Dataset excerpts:
##############################

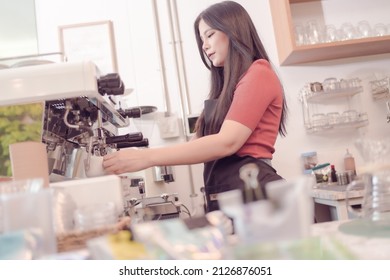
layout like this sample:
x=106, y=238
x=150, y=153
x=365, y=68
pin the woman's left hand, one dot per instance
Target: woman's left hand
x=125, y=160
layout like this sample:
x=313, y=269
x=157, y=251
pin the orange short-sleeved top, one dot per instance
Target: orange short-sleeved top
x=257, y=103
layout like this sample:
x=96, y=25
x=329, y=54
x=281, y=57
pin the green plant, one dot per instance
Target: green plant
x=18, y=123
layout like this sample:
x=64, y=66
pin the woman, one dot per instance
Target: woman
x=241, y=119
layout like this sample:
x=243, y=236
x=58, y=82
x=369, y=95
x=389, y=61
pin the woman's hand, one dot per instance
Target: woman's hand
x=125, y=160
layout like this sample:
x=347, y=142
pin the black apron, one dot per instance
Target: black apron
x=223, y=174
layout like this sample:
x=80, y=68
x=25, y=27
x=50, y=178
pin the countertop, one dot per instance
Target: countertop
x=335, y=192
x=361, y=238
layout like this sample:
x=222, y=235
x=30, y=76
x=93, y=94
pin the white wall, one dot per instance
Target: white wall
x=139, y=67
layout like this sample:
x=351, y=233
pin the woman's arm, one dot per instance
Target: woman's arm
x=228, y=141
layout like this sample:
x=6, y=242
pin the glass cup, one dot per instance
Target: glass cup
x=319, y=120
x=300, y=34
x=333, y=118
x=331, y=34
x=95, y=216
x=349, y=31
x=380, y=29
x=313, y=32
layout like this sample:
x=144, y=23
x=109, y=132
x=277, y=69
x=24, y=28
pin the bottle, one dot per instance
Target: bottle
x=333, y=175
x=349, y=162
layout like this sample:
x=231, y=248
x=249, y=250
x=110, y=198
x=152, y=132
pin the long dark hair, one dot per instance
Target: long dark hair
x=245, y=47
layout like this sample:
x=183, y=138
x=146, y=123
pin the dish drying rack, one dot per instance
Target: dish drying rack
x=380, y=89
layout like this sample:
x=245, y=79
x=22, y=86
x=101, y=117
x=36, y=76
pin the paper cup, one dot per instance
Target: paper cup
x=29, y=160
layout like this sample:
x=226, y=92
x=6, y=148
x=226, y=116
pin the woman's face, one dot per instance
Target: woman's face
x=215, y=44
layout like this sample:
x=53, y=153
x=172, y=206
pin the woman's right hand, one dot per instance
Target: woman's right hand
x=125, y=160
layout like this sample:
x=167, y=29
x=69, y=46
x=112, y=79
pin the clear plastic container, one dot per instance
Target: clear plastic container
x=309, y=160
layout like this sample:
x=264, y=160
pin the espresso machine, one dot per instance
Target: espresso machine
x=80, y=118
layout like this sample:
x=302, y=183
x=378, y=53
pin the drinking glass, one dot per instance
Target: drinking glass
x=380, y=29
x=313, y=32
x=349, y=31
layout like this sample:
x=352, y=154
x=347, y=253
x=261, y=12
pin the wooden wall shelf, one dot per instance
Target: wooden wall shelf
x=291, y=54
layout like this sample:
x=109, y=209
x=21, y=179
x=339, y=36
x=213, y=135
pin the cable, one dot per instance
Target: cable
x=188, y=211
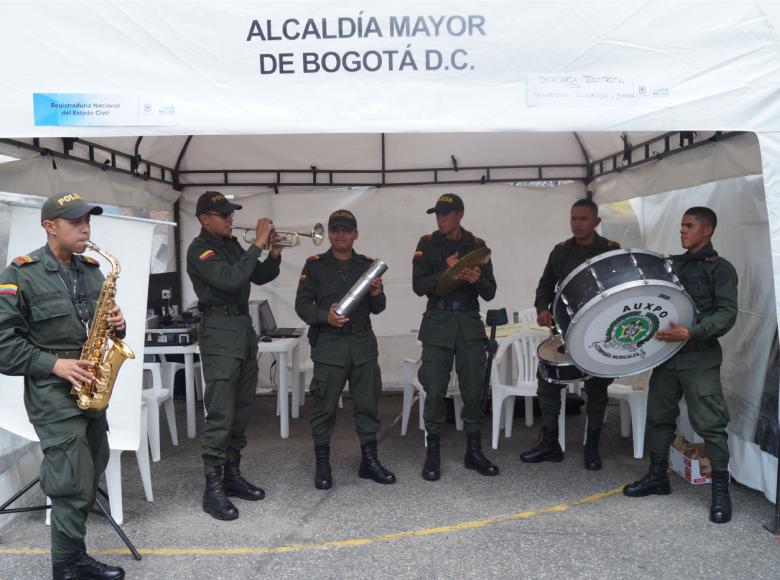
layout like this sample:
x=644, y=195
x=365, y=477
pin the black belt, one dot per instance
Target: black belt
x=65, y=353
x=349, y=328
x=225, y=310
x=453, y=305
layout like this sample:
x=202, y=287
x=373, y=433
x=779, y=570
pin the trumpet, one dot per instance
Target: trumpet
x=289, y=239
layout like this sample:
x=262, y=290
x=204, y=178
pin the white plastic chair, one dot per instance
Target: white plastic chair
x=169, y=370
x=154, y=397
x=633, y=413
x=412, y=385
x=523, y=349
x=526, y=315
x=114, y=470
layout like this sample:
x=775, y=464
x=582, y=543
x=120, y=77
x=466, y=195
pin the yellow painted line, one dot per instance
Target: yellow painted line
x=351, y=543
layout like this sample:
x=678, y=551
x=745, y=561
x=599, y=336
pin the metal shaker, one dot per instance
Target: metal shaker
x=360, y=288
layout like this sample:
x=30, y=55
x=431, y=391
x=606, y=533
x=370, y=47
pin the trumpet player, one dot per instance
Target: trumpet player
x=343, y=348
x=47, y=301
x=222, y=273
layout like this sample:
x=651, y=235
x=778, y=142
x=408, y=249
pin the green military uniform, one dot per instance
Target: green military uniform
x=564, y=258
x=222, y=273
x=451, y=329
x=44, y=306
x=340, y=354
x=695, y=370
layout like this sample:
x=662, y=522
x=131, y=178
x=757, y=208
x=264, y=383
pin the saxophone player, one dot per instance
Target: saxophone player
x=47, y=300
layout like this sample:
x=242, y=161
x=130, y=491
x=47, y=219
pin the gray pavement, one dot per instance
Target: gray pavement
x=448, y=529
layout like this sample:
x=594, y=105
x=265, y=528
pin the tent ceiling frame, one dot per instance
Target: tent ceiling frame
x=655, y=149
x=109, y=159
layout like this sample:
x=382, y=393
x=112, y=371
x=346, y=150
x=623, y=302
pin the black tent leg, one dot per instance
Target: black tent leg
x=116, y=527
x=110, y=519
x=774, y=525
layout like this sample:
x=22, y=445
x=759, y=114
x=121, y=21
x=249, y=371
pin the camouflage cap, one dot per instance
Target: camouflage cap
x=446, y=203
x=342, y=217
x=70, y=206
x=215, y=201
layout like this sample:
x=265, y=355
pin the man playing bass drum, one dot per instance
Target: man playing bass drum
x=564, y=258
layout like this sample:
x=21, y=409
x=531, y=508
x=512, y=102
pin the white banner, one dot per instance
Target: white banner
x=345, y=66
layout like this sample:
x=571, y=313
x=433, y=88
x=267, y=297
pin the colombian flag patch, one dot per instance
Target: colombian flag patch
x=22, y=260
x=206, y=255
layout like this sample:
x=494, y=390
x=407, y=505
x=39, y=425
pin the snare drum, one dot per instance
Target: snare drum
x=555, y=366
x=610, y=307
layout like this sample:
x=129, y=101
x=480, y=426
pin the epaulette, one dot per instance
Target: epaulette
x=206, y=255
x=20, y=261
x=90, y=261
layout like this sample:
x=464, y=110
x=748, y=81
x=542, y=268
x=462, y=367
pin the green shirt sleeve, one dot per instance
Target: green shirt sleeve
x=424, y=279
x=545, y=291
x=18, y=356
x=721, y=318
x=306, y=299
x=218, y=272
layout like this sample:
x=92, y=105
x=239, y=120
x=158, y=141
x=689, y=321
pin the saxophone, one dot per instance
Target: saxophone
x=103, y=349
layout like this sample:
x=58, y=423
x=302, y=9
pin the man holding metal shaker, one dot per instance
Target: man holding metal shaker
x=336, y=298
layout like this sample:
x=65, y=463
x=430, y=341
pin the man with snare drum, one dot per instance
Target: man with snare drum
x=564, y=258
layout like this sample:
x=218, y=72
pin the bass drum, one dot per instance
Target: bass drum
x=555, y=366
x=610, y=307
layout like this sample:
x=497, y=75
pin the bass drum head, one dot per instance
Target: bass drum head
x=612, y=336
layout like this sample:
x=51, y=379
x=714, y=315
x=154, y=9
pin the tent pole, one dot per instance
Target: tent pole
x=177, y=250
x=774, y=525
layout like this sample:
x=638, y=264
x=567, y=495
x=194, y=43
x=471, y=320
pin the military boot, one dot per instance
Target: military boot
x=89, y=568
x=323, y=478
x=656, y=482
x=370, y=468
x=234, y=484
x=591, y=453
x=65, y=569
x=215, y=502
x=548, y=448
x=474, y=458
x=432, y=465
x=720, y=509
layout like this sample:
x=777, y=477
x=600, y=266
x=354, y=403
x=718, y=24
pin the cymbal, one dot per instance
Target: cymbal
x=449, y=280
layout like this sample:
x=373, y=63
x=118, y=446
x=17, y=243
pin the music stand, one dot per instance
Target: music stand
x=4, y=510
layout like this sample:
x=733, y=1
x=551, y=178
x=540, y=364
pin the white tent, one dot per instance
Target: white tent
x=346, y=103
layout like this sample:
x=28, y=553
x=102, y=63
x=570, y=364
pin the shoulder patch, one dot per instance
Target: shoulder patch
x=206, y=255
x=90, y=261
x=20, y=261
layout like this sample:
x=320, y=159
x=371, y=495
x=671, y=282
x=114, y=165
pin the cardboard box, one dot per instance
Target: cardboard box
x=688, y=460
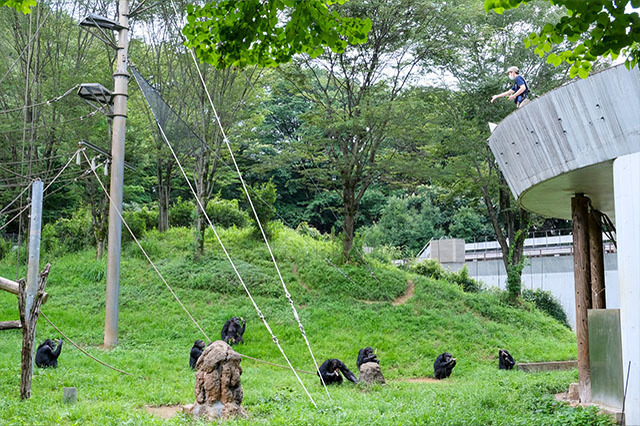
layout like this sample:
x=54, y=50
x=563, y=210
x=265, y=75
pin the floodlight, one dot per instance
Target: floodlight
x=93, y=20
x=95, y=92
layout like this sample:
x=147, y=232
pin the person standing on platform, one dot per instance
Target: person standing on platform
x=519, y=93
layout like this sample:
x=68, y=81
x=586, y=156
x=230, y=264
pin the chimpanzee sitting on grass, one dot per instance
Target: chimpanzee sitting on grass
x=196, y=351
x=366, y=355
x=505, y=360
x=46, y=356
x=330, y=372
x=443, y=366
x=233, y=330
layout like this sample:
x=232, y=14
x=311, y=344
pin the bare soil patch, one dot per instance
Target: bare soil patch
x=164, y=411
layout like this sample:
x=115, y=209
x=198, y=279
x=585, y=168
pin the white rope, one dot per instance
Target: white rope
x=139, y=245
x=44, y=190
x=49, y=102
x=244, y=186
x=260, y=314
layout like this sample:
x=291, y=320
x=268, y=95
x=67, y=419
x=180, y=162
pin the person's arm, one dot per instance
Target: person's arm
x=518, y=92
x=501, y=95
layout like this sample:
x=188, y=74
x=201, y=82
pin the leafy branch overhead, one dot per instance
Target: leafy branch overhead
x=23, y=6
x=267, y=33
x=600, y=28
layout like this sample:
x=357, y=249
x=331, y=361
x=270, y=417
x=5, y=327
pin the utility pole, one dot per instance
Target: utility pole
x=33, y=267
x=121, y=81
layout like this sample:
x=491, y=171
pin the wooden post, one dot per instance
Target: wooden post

##############################

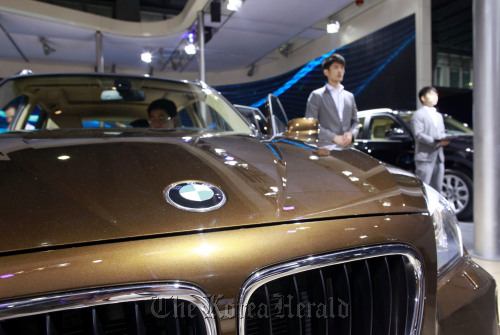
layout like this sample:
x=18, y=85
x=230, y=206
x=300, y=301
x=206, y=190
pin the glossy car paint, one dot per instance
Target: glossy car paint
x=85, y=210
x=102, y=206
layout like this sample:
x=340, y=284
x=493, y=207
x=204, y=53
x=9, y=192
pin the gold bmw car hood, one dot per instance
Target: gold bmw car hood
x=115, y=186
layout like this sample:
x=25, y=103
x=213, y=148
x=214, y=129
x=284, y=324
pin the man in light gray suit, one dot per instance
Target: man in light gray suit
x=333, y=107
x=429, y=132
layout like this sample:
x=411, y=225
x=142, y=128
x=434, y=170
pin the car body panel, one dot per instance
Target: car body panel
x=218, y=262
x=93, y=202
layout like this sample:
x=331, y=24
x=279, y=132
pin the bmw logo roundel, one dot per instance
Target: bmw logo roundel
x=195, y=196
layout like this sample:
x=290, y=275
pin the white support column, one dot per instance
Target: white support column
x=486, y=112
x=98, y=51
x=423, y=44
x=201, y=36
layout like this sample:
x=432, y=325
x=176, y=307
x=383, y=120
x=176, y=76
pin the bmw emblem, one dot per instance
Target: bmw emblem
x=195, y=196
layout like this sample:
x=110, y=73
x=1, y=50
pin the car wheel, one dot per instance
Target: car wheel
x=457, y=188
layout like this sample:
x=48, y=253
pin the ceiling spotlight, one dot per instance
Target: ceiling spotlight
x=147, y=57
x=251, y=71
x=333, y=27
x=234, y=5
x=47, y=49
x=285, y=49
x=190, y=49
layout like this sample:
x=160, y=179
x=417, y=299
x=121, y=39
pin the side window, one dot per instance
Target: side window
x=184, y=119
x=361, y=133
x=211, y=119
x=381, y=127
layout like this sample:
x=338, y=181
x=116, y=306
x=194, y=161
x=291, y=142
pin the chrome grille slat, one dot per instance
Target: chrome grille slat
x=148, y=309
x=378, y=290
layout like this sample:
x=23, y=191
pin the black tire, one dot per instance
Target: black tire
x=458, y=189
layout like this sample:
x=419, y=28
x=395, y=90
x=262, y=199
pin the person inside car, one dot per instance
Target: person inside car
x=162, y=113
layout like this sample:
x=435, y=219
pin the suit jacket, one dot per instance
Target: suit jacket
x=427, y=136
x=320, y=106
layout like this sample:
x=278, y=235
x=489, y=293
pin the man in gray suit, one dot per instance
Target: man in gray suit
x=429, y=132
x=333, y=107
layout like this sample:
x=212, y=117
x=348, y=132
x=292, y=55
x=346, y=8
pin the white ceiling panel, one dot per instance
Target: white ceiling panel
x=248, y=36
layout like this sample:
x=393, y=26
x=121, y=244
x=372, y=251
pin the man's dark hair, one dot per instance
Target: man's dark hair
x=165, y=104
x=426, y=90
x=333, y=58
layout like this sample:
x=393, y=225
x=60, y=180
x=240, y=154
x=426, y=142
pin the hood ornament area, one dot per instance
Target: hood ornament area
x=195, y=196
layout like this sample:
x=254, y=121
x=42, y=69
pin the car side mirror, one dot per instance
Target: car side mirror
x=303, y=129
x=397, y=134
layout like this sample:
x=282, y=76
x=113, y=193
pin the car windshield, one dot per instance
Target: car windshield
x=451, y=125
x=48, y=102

##############################

* Problem description *
Out of the records, collect only those lines that contain the string "post".

* Task answer *
pin the wooden post, one dot per instance
Target: wooden post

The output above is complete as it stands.